[WHAT IS ASKED]
Swap "Point out" for "Mark" throughout the rows below and give the lines again with nothing else changed.

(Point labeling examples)

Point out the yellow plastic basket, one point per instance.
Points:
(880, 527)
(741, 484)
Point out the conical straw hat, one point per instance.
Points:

[RESULT OF THIS EXERCISE]
Mark the yellow plastic basket, one point per instance.
Points:
(880, 527)
(741, 484)
Mark the conical straw hat, one point per instance.
Points:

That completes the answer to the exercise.